## What the task requires
Repeat the records word for word, excluding any picture.

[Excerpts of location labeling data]

>>>>

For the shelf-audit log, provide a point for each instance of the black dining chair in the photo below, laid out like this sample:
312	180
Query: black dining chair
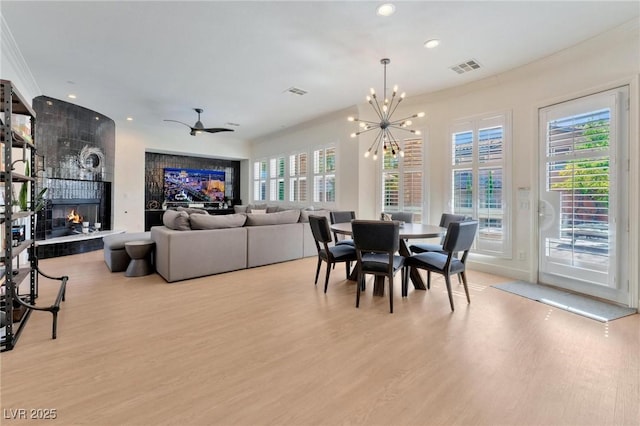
445	220
459	238
376	243
330	254
342	217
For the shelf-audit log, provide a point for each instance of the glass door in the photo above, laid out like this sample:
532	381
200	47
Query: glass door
582	209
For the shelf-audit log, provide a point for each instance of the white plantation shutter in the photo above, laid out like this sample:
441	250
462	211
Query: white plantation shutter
478	154
402	179
324	167
260	180
298	177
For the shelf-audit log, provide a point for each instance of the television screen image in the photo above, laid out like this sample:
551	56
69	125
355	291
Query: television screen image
193	185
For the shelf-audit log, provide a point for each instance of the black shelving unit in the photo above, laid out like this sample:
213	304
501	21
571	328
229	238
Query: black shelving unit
16	302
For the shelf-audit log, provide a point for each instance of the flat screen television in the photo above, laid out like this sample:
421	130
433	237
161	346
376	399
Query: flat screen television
193	185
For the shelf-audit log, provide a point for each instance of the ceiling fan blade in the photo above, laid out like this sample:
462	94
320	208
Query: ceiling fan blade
176	121
217	129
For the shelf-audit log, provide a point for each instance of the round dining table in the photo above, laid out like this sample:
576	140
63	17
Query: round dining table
408	231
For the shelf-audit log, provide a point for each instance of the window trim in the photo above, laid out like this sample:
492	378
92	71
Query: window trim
476	123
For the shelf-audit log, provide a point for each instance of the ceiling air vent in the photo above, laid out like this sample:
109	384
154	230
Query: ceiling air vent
296	91
470	65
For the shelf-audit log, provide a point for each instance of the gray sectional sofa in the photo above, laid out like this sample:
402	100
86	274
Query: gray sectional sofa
191	244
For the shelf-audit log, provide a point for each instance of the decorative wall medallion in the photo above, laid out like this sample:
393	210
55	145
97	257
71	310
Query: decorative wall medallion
91	159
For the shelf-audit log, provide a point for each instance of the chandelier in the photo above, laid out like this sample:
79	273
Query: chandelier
385	121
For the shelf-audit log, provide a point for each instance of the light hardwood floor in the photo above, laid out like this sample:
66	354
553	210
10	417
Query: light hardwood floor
265	347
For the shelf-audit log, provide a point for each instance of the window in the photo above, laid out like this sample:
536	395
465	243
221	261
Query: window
260	181
298	177
324	175
478	152
402	180
276	179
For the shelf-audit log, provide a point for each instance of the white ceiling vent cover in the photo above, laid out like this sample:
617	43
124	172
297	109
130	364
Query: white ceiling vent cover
296	91
467	66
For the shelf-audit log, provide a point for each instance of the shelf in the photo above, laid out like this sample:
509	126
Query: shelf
19	104
16	177
18	141
16	215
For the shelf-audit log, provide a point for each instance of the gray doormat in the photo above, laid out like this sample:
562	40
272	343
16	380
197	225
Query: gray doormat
581	305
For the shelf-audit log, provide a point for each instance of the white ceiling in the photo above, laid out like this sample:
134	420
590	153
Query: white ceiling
158	60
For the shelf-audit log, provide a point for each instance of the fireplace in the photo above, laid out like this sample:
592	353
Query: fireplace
74	216
63	215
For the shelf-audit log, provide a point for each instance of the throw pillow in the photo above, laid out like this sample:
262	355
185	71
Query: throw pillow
278	218
191	210
252	207
174	219
199	221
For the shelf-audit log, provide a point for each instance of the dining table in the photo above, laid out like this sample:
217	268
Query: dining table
408	231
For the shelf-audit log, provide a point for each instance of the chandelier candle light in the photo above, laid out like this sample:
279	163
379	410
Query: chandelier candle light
384	112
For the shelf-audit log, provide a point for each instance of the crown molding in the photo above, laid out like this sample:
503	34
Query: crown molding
12	58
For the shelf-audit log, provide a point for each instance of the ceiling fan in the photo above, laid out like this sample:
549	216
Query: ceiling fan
199	127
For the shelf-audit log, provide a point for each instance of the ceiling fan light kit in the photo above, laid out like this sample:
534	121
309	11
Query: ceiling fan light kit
199	127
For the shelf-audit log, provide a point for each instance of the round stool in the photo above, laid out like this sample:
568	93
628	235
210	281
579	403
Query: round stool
140	252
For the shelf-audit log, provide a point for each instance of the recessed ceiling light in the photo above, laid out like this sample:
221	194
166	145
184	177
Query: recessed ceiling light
430	44
386	9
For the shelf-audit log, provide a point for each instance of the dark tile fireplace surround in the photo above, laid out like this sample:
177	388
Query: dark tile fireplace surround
77	148
77	151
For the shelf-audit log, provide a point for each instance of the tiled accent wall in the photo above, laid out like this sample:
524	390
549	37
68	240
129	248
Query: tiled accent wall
77	143
60	189
155	164
76	156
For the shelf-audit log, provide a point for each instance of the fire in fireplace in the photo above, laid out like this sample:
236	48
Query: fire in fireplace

<<<<

## Solution to this problem
For the shelf-audit log, provide a point for each instance of the black dining chair in the photo below, laid out like this sample:
312	180
Query: black dining chair
445	220
459	238
376	243
330	254
342	217
For the shelf-audit log, provide a point for each instance of the glass door in the photo above, laid out like this sample:
532	381
200	47
Query: glass door
582	209
For the shelf-audit log, provide a point for each instance of the white plantation shutter in the photo above, laid out like this sample:
441	250
462	211
Query: white plantation shutter
478	154
402	179
324	167
260	180
298	177
For the shelf-audit log, provide a point for each instance of the television screen image in the photo above, laid out like this sample:
551	56
69	125
355	291
Query: television screen image
193	185
For the shelf-audit log, provide a point for each instance of the black shelving unit in the photo above, laid out like this sample:
213	304
501	21
571	328
229	238
Query: black shelving unit
16	302
For the shelf-audit log, provide a point for each instance of the flat screen television in the photo above, laid out like this sample:
421	130
433	237
161	346
376	399
Query: flat screen television
193	185
For the shelf-audit log, provide a point for each instance of the ceiling fan blade in the photo above, laid out like this sample:
462	94
320	208
Query: ceiling fan blade
176	121
217	129
For the shelf-audit log, provide a point for each instance of the round dining table in the photo above, laid out like this sample:
576	140
63	17
Query: round dining table
408	231
For the shelf-audit log, provide a point for each instance of the window trim in the photo above, laid out like this sample:
492	378
92	71
Query: window trim
476	123
For the shelf-audit log, provide a point for each instance of the ceiling air vent in the photo above, laid out like this sample:
109	384
154	230
Query: ceiling air vent
296	91
470	65
For the shelf-audit log, provide a point for each instance of the gray sectional sofa in the photo above, laid out like this sample:
402	100
86	274
Query: gray sectional sofa
191	244
For the shelf-audit log, provide a point for each instance of the decorative wall medallion in the photo above, laid out like this sample:
393	210
55	145
97	257
71	310
Query: decorative wall medallion
91	159
For the shelf-audit log, provide a point for each instance of the chandelier in the photo above, laid out like this sample:
79	273
Query: chandelier
385	121
For the shelf-audit log, provide a point for each instance of the light hardwood floor in the photo above, laid out like this sample:
66	354
553	210
10	417
Query: light hardwood floor
265	347
For the shelf-audit log, provide a point for each instance of the window in the photo above, laid out like this sample:
536	395
465	243
221	261
Query: window
260	181
298	177
324	175
478	152
402	180
276	179
For the shelf-audit log, provide a point for each instance of the white ceiling vent cover in the photo above, laid out like this sample:
617	43
124	172
297	109
130	364
Query: white ceiling vent cover
296	91
467	66
For the shelf-audit log, provide a point for each instance of the shelf in the photo above, laid out like this sample:
509	126
Query: shelf
19	104
16	177
18	141
16	215
For the shelf-audit log, provide a point for each instance of the gray doormat in the photo above, laid out like this sample:
562	40
272	343
16	380
197	225
Query: gray doormat
581	305
For the shelf-audit log, provide a point for each instance of the white ceiling in the photo above, laid out like this sample:
134	420
590	153
Query: white ceiling
158	60
For the shelf-audit log, provide a point for each instance of the fireplace in the photo above, laid out like this sample:
592	353
Query: fireplace
74	216
63	215
For the shelf-audit log, provide a point for each instance of the throw pillow in the photo above, laid out like this sample:
262	355
185	71
Query: throw pillow
278	218
191	210
252	207
174	219
199	221
For the shelf-audit log, provide a point for each instance of the dining table in the photo above, laid out like this sample:
217	268
Query: dining table
408	231
For the shelf-audit log, provide a point for each instance of the chandelier candle light in the photo above, laid out like this sample:
279	163
379	410
Query: chandelier candle light
384	112
For the shelf-audit log, provide a point for each instance of the crown molding in the photo above, laid out like this sample:
503	34
Query: crown molding
12	58
For the shelf-audit log, provide a point for each instance of the ceiling fan in the photo above, laid out like this sample:
549	216
Query: ceiling fan
199	127
For the shelf-audit log, provide a point for each instance of the ceiling fan light kit in the photo above, laid out like this sample:
534	121
309	11
Query: ceiling fan light kit
199	127
For the shelf-audit log, provide a point for each instance of the round stool in the photo above, laid out like this sample:
568	93
628	235
210	281
579	403
Query: round stool
140	252
For the shelf-audit log, provide a point for each instance of the recessed ceiling light in the photo above, laid out like this sample:
221	194
166	145
184	177
Query: recessed ceiling light
430	44
386	9
For the shelf-audit log, provide a point for each instance of the dark tile fireplace surround in the photo above, laid out like this sample:
177	388
Query: dark tile fireplace surround
77	148
77	151
For the shelf-audit log, provide a point for each instance of the tiled accent wall in the photo above, laid out like this sample:
524	390
549	37
68	240
129	248
Query: tiled accent wall
77	143
60	189
155	164
76	156
For the shelf-audit log, provide a point for each instance of the fire in fireplace in the photo above, laid out like this sample:
236	48
Query: fire in fireplace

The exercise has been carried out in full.